• [풀 문제]: 아래 기록에서 "the man's hand"이 들어 있는 줄부터 기록의 마지막 줄까지, 두 줄을 모두 포함해 한 글자도 바꾸지 말고 다시 써 주세요. 그 밖의 줄은 쓰지 마세요.

******************************

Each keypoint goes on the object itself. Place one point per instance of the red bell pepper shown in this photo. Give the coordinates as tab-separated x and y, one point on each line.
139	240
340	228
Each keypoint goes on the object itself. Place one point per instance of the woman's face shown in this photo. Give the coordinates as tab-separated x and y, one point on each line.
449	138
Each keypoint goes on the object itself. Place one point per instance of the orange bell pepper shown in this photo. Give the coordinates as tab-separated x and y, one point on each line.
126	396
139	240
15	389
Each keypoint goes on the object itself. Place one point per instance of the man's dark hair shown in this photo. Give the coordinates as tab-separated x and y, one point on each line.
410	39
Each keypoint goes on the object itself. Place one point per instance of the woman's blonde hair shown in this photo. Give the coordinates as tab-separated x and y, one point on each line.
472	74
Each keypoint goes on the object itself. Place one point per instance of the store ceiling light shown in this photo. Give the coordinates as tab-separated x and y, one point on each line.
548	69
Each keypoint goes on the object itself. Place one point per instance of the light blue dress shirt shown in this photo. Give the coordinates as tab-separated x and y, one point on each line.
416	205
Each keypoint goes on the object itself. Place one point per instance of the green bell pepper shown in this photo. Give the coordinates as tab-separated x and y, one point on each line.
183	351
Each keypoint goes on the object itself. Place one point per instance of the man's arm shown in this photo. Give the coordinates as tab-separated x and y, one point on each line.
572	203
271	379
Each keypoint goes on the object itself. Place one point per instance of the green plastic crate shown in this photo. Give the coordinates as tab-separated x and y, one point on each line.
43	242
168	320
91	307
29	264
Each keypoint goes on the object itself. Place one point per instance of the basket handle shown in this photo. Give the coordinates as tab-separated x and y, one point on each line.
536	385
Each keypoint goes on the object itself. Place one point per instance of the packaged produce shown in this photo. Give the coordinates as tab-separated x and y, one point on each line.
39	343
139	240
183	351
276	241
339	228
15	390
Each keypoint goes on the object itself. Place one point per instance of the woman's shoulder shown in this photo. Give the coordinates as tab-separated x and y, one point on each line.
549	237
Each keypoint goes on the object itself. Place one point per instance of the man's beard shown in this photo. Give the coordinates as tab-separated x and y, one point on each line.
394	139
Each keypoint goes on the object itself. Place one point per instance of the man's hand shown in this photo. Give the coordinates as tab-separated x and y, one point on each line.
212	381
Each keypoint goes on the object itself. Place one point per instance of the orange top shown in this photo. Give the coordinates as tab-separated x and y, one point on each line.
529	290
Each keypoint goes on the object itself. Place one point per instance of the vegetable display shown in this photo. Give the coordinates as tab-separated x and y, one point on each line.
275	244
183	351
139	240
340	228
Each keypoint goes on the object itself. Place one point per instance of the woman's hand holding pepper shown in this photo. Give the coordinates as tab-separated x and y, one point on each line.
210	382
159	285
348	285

******************************

• [작성한 답]:
Each keypoint goes on the object itself. Place one point per instance of the man's hand shown in this photo. Give the coordinates as tab-separated x and y, one point on each line.
212	381
Each keypoint goes on the object itself. Place one point per instance of the orange top shown in this photo. Give the coordinates as tab-separated x and y, one point on each line.
529	290
Each keypoint goes on the object itself. Place one point per instance of the vegetable display shown in this photo. Give the coordinates as tab-separated x and y, one point on each line.
275	244
183	351
139	240
340	228
Each keypoint goes on the object itself. Place one point per instance of the woman's hand holding pepper shown in this photo. Give the coordinates as tab-separated x and y, one point on each line.
210	382
159	285
348	285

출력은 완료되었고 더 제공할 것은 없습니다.